Впервые в жизни я должен категорически отказаться от подчинения приказу фюрера. Мои жена и дети присоединяются ко мне в этом отказе. В противном случае – не говоря уже о том, что чувство человечности и верности запрещает нам покинуть фюрера в час величайшего бедствия, – я буду до конца своих дней считать себя бесчестным предателем и низким негодяем, утрачу всякое самоуважение и право на уважение моих сограждан; уважение, которое необходимо для дальнейших попыток устроить будущее немецкого народа и государства.
В бреду предательства, окружающего фюрера в эти самые критические дни войны, должен найтись хотя бы один человек, который останется с ним до самой смерти, даже если это будет противоречить формальному и (в материальном плане) полностью обоснованному распоряжению, которое он отдал в своем политическом завещании.

━━━━━━━━

-- Задания --
A. Кто, согласно тексту об отказе подчиниться приказу фюрера, присоединяется к автору в этом отказе?
B. Допишите, пожалуйста, продолжение текста об отказе подчиниться приказу фюрера, начиная сразу после его последнего предложения.

Исходный список

━━━━━━━━

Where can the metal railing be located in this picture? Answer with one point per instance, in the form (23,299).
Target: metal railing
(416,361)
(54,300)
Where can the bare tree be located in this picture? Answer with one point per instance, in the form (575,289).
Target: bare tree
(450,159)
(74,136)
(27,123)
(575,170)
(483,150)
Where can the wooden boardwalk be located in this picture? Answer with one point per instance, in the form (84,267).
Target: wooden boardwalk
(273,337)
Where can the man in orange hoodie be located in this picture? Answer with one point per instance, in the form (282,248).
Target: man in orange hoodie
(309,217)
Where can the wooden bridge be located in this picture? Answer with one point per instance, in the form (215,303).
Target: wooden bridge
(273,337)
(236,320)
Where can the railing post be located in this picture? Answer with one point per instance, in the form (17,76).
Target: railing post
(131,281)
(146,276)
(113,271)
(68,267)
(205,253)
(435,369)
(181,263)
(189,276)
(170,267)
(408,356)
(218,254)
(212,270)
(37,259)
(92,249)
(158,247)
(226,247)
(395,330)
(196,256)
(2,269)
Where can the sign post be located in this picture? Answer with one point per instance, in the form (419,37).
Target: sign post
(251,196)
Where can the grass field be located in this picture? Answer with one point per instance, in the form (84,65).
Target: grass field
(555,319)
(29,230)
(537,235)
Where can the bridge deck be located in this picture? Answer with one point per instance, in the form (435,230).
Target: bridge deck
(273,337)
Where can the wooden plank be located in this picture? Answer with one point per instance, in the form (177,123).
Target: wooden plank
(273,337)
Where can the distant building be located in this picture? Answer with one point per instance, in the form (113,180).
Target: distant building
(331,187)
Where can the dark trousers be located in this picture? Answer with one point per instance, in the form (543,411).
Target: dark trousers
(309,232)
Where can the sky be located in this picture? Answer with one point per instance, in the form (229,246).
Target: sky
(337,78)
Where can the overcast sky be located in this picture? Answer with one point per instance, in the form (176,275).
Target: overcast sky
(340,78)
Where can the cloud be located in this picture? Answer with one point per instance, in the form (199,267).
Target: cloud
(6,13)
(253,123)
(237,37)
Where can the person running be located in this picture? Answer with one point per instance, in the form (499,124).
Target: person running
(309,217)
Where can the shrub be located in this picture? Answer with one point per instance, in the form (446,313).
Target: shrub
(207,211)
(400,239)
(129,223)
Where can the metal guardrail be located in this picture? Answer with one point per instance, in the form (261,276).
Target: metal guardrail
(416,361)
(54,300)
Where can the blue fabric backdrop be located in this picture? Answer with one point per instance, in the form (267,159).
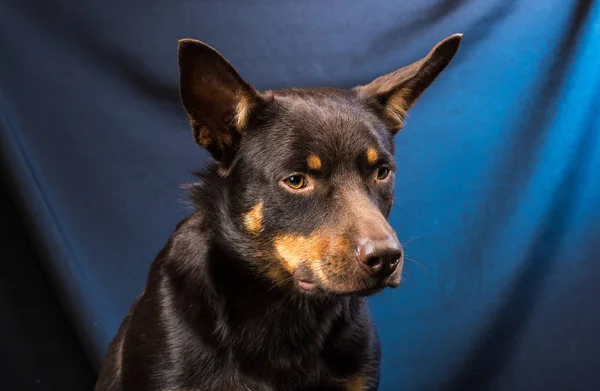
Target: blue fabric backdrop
(499,165)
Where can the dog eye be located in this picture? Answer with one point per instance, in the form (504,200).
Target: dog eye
(295,182)
(383,173)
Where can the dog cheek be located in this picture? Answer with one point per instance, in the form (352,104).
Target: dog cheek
(253,220)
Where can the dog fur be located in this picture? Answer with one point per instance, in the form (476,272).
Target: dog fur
(263,286)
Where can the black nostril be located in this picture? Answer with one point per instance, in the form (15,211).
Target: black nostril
(374,264)
(379,256)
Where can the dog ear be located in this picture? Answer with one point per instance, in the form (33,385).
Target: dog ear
(217,100)
(399,90)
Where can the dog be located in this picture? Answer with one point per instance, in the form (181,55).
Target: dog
(264,286)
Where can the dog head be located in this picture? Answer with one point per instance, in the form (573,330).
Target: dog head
(310,172)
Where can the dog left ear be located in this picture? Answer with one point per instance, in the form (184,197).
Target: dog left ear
(217,100)
(399,90)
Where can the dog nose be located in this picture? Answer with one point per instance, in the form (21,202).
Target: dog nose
(379,256)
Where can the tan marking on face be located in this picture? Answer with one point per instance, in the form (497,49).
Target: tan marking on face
(203,135)
(253,219)
(356,384)
(314,162)
(294,249)
(372,155)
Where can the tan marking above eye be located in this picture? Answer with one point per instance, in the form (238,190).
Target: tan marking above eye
(372,155)
(314,162)
(253,219)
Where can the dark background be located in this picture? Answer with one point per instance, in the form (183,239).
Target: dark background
(498,193)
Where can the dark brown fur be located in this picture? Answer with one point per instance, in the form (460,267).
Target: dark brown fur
(263,287)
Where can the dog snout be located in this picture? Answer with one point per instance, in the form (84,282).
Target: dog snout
(379,256)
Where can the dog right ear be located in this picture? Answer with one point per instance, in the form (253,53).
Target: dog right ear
(217,100)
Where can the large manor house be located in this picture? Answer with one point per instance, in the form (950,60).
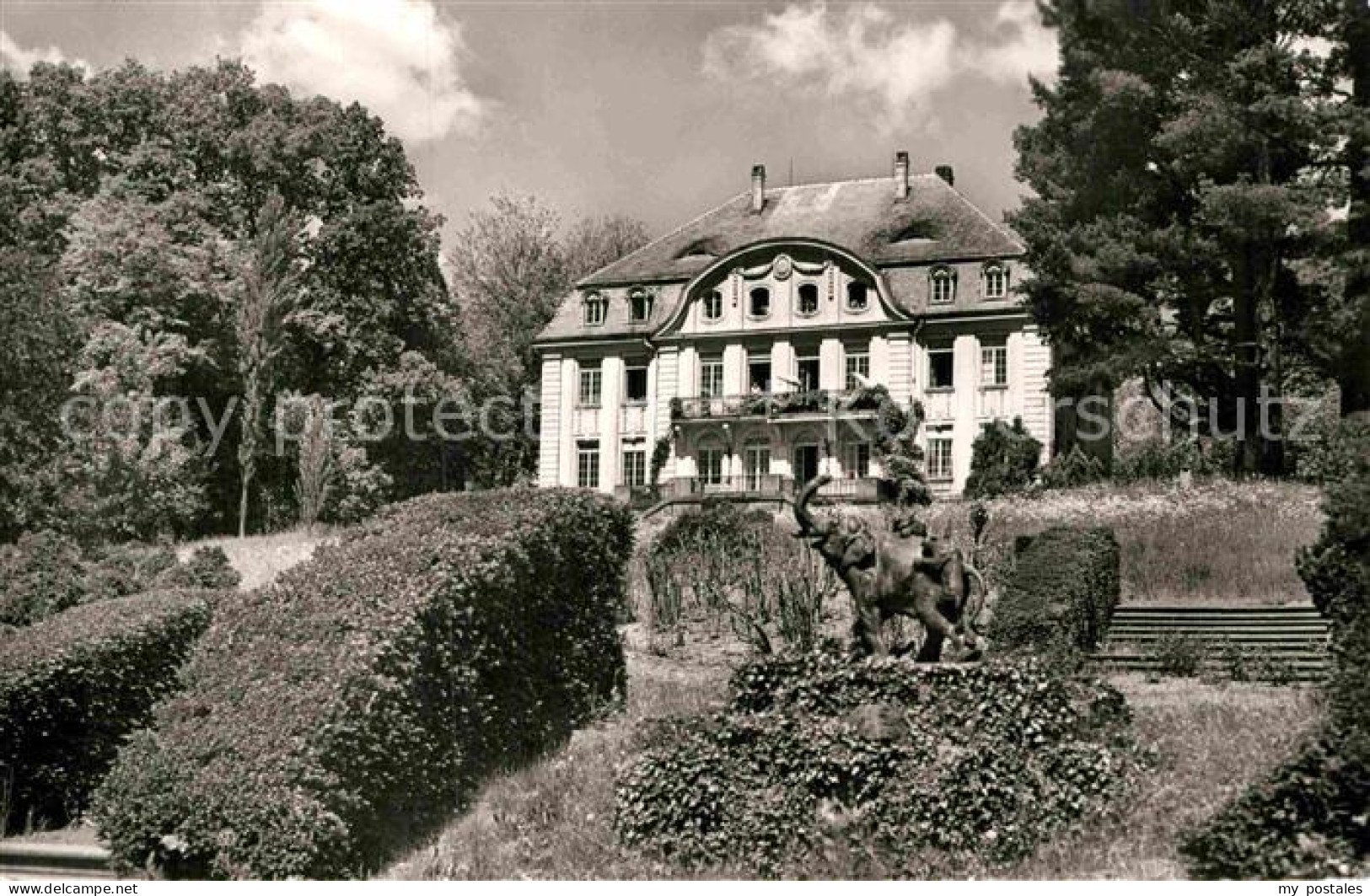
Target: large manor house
(740,341)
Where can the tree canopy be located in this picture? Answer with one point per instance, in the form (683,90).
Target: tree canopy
(1188,170)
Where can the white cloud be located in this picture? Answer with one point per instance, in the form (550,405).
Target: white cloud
(866,52)
(394,56)
(18,59)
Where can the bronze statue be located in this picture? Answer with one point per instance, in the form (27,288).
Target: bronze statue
(898,573)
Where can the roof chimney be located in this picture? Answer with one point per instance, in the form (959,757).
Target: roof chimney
(902,174)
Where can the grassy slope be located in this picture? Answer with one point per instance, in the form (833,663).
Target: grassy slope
(554,819)
(259,559)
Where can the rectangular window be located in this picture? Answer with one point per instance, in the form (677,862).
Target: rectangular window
(993,365)
(857,460)
(587,464)
(591,380)
(806,370)
(712,378)
(635,464)
(758,373)
(635,385)
(940,368)
(756,466)
(712,466)
(938,457)
(997,282)
(858,365)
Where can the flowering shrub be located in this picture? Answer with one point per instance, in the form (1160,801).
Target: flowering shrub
(905,759)
(74,685)
(332,716)
(1061,595)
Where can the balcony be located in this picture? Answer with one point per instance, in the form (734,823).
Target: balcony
(765,486)
(777,405)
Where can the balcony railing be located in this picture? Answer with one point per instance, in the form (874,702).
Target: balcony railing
(771,405)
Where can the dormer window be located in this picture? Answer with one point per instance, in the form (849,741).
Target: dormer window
(712,303)
(760,303)
(596,307)
(997,282)
(858,296)
(639,306)
(943,285)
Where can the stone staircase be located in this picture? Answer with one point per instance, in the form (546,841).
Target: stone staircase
(1291,639)
(47,862)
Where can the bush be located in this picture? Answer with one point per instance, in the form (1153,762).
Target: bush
(74,685)
(1181,655)
(39,576)
(1072,470)
(905,760)
(332,716)
(1304,819)
(1330,455)
(721,563)
(1308,818)
(1061,595)
(1165,459)
(47,573)
(1003,460)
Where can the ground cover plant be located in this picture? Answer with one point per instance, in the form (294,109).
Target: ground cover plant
(335,714)
(74,685)
(916,762)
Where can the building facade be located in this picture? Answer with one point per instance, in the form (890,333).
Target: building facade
(747,343)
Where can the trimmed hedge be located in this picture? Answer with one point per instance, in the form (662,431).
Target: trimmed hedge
(1061,595)
(357,700)
(1311,815)
(74,685)
(925,769)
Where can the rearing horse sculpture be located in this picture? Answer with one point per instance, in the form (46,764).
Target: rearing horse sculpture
(889,574)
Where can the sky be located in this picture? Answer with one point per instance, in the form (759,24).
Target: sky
(650,110)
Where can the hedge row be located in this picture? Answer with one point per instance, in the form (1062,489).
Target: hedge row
(74,685)
(332,716)
(1061,595)
(1311,815)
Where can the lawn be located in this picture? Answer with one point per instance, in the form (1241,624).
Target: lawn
(1217,540)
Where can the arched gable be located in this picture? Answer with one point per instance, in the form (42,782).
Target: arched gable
(778,260)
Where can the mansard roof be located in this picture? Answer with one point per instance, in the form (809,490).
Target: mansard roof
(865,217)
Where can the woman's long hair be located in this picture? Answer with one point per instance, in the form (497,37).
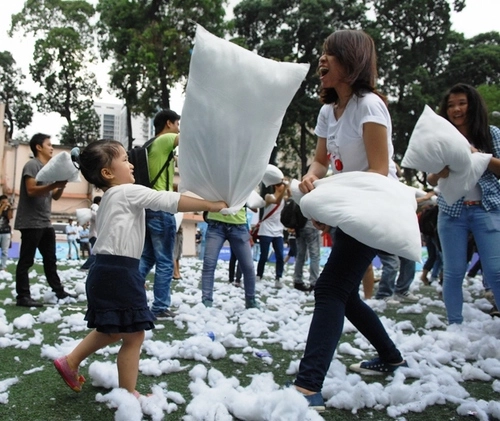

━━━━━━━━

-- Ответы к заданиям --
A. Жена и дети автора.

B.
Поступая так, я убежден, что оказываю наилучшую услугу будущему немецкого народа. В грядущие нелегкие времена образцы будут важнее, чем люди. Всегда найдутся люди, которые поведут народ к свободе, но восстановление нашей народной жизни будет невозможно, если перед глазами народа не будет четких и очевидных примеров.
По изложенным причинам вместе с моей женой и от имени моих детей, которые слишком малы, чтобы иметь свою точку зрения, но, безусловно, согласились бы со мной, если бы были старше, я выражаю несокрушимую решимость не покидать столицу рейха, даже если она падет, остаться рядом с фюрером и окончить свою жизнь, которая потеряет для меня всякую ценность, если я не смогу больше служить моему фюреру».
Было половина шестого утра, когда доктор Геббельс поставил под этим «Дополнением» свою подпись, последнюю из подписей под своими бесчисленными обращениями к немецкому народу. Следует по меньшей мере признать, что и в самом конце его не покинули проницательность, ум и латинская ясность выражений.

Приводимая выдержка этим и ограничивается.